Task list:
- a) Decide whether each statement below agrees with the bumper reinforcement passage, answering yes or no and quoting the deciding words from the passage. (i) Thinner sheet section 105 is quenched only along its front wall. (ii) The cross sections shown in FIGS. 13-16 stay uniform along the length of elongated body 102. (iii) In the fourth embodiment, bulk body 153 sits around the middle of elongated body 152.
- b) Pick up the bumper reinforcement passage after its last sentence and carry it forward.

Extract to read:
As shown in the cross-sectional view in FIG. 15, the thinner sheet section 104 of the body 102 has an open rear side 116 that is open, a front wall 117 opposite the open rear side 116, a top wall 118 extending from the upper end of the front wall 117 toward the open rear side 116, a bottom wall 119 extending from the lower end of the front wall 117 toward the open rear side 116, an upper flange 120 extending upward from the end of the top wall 118 proximate the open rear side 116, and a lower flange 121 extending downward from the end of the bottom wall 119 proximate the open rear side 116. The front wall 117 includes a bead 122 is formed along the centerline.

Since the thinner sheet section 104 is quenched by hot stamping, the entire thinner sheet section 104 is a high-strength portion that is harder and higher in tensile strength.

As shown in the cross-sectional view in FIG. 16, the thinner sheet section 105 of the body 102 has an open rear side 123 that is open, a front wall 124 opposite the open rear side 123, a top wall 125 extending from the upper end of the front wall 124 toward the open rear side 123, a bottom wall 126 extending from the lower end of the front wall 124 toward the open rear side 123, an upper flange 127 extending upward from the end of the top wall 125 proximate the open rear side 123, and a lower flange 128 extending downward from the end of the bottom wall 126 proximate the open rear side 123. The front wall 124 includes a bead 129 is formed along the centerline.

Since the thinner sheet section 105 is quenched by hot stamping, the entire thinner sheet section 105 is a high-strength portion that is harder and higher in tensile strength.

The cross sections of the thicker sheet section 103 and the thinner sheet sections 104, 105 shown in FIGS. 13-16 are open on the rear side 106, 116, 123, and uniform along the length of the elongated body 102.

As described above, the third embodiment includes the thicker sheet section 103 with a cross section as shown in FIGS. 13 and 14 comprising the unquenched portions 113, 114, 115 and the quenched portions, and the thinner sheet sections 104, 105 with cross sections as shown in FIGS. 15 and 16 that have been entirely quenched so that the cross-sectional strength of the thicker sheet section 103 is equalized to the cross-sectional strength of the thinner sheet sections 104, 105.

Accordingly, when an impact load R is applied to the thicker sheet section 103 on the front wall 107 around the middle of the length of the elongated body 102 as shown in FIG. 17, the bumper reinforcement 101 in the third embodiment does not allow the unquenched portions 113, 114, 115 (see FIG. 14) of the thicker sheet section 103 to be plastically deformed prior to the quenched portions of the thicker sheet section 103. This may prevent cracks and a reduced peak load in the event of a collision.

4. Fourth Embodiment

A fourth embodiment will now be described. As shown in the perspective view in FIG. 18 and the plan view of FIG. 19, a bumper reinforcement 151 in the fourth embodiment has a curved profile and includes an elongated body 152 and a bulk body 153 placed in a length of the elongated body 152 around the middle of the elongated body 152.

Given data:
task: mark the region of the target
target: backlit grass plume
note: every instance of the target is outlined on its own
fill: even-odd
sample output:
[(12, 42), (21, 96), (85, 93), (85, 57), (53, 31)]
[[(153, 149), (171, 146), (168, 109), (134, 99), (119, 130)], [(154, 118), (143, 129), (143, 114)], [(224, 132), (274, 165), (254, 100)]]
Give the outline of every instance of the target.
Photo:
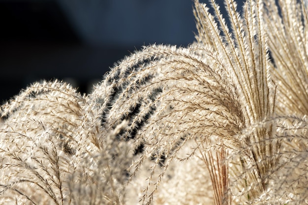
[(1, 106), (0, 204), (308, 203), (305, 3), (225, 0), (227, 24), (210, 1), (187, 47), (145, 47), (88, 95), (42, 82)]

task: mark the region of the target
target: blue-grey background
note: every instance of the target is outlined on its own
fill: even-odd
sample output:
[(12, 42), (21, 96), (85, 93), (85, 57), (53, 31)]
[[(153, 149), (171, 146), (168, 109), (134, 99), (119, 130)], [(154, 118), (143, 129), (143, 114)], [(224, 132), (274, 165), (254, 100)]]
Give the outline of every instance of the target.
[(41, 79), (87, 92), (143, 45), (187, 46), (197, 32), (193, 6), (192, 0), (0, 0), (0, 103)]

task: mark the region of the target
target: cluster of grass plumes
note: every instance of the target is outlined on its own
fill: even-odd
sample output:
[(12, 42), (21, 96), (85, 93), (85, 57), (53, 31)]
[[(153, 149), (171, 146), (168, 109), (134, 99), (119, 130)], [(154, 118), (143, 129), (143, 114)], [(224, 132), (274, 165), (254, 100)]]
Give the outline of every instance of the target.
[(308, 12), (276, 1), (226, 0), (227, 25), (196, 0), (187, 48), (1, 106), (0, 204), (308, 203)]

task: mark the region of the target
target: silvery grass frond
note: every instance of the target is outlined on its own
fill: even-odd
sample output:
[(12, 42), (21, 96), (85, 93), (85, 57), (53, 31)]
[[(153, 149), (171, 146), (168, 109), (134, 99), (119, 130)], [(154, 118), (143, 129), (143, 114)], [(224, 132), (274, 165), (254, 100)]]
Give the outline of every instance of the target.
[[(272, 134), (270, 123), (255, 128), (241, 141), (237, 137), (244, 129), (271, 117), (274, 110), (276, 87), (269, 74), (262, 2), (247, 2), (242, 17), (235, 2), (226, 1), (232, 32), (215, 1), (215, 16), (205, 4), (195, 4), (202, 30), (197, 43), (187, 48), (146, 47), (116, 65), (90, 96), (100, 102), (97, 109), (106, 132), (127, 119), (128, 126), (119, 137), (132, 139), (136, 150), (142, 146), (139, 159), (131, 166), (130, 180), (147, 158), (155, 162), (148, 167), (143, 203), (151, 202), (169, 164), (191, 140), (195, 144), (187, 159), (201, 152), (212, 175), (217, 204), (230, 203), (232, 189), (238, 190), (232, 193), (232, 201), (257, 197), (266, 188), (268, 172), (277, 160), (267, 154), (274, 156), (278, 145), (269, 148), (262, 142)], [(257, 146), (251, 145), (256, 142)], [(216, 144), (225, 147), (209, 149)], [(227, 149), (239, 147), (244, 147), (236, 159), (242, 160), (237, 168), (241, 171), (231, 173), (235, 181), (229, 183), (228, 164), (217, 161), (223, 164)], [(216, 176), (222, 167), (226, 175)]]
[(227, 25), (210, 1), (187, 47), (145, 47), (88, 95), (42, 82), (1, 106), (0, 204), (308, 203), (304, 2), (225, 0)]
[(308, 114), (307, 8), (301, 0), (278, 2), (269, 0), (265, 3), (273, 76), (279, 87), (277, 111), (305, 115)]
[(121, 204), (130, 146), (113, 140), (121, 126), (100, 141), (89, 103), (56, 81), (1, 106), (0, 204)]

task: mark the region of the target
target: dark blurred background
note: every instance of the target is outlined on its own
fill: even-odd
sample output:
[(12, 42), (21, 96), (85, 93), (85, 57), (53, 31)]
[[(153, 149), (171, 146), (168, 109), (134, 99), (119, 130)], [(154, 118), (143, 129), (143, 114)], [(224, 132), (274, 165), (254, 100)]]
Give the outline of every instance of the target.
[(143, 45), (187, 46), (197, 32), (193, 5), (192, 0), (0, 0), (0, 103), (41, 79), (63, 80), (89, 92), (115, 62)]

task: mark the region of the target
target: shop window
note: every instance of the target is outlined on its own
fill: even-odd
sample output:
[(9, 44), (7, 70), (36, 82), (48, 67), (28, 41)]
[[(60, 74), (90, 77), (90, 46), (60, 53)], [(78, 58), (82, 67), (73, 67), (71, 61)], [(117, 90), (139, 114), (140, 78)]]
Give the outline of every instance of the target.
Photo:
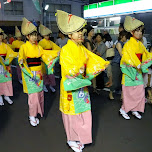
[(55, 16), (56, 10), (63, 10), (68, 13), (71, 13), (71, 5), (68, 4), (49, 4), (49, 9), (47, 10), (47, 16)]
[(23, 2), (12, 1), (4, 5), (5, 15), (23, 15)]

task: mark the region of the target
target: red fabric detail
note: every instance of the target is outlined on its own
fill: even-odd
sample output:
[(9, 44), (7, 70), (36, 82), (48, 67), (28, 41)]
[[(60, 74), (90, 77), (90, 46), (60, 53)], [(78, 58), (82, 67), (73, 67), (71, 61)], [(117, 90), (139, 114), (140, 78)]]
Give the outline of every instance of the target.
[(52, 48), (50, 48), (50, 49), (44, 49), (44, 50), (52, 50)]
[(69, 20), (68, 20), (68, 23), (70, 22), (71, 17), (72, 17), (72, 14), (69, 14)]
[(6, 56), (6, 54), (0, 54), (0, 56)]
[(41, 64), (41, 62), (29, 62), (28, 64)]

Answers by task:
- a)
(i) No: "the entire thinner sheet section 105 is a high-strength portion that is harder and higher in tensile strength."
(ii) Yes: "and uniform along the length of the elongated body 102."
(iii) Yes: "placed in a length of the elongated body 152 around the middle of the elongated body 152."

- b)
The elongated body 152 is formed by hot stamping a high tensile steel sheet with a tensile strength of 1,800 MPa or more.

As shown in the cross-sectional view in FIG. 20, the elongated body 152 has an open rear side 154, a front wall 155 opposite the open rear side 154, a top wall 156 extending from the upper end of the front wall 155 toward the open rear side 154, a bottom wall 157 extending from the lower end of the front wall 155 toward the open rear side 154, an upper flange 158 extending upward from the end of the top wall 156 proximate the open rear side 154, and a lower flange 159 extending downward from the end of the bottom wall 157 proximate the open rear side 154. The front wall 155 includes a bead 160 is formed along the centerline.

On the other hand, the bulk body 153 may comprise iron powder pressed into the form and have a tensile strength of 590 MPa. As shown in FIG. 20, the bulk body 153 fills the cross section of the elongated body 152, and is secured to the bead 160, top wall 156, and bottom wall 157 of the elongated body 152. This securement is performed by arc welding at welding spots 161, 162, 163.

In the hot stamping for the elongated body 152, the cooling rate is locally reduced or the high tensile steel sheet is locally not heated up to the A3 transformation point, so that the resultant elongated body 152 has unquenched portions 164, 165, 166, as shown in FIG. 21.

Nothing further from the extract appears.